→ EXERCISE TASK
Please render every line of the rows below as a JSON list of strings, one string per line. Skip blank lines and leave the pictures out.

→ DATASET CONTENT
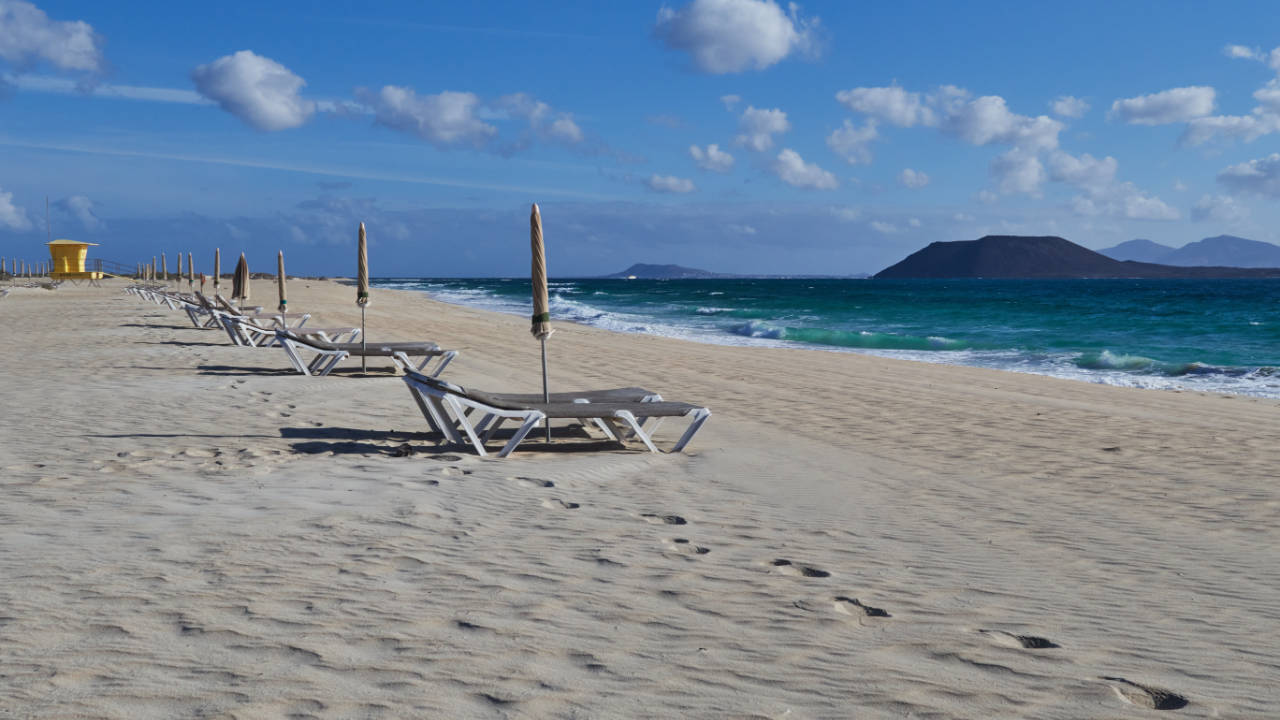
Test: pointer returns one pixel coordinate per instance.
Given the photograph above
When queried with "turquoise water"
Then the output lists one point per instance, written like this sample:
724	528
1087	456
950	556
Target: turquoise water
1220	336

→ RESULT OF THIS TASK
[
  "Test: pointer returns one pixel coordinate per instance.",
  "Given the photograph above",
  "When queried with \"turquoise water\"",
  "Then the output lists one point per instance, written like this sample:",
  "724\t528",
  "1087\t456",
  "950\t556",
  "Target: turquoise water",
  "1220\t336"
]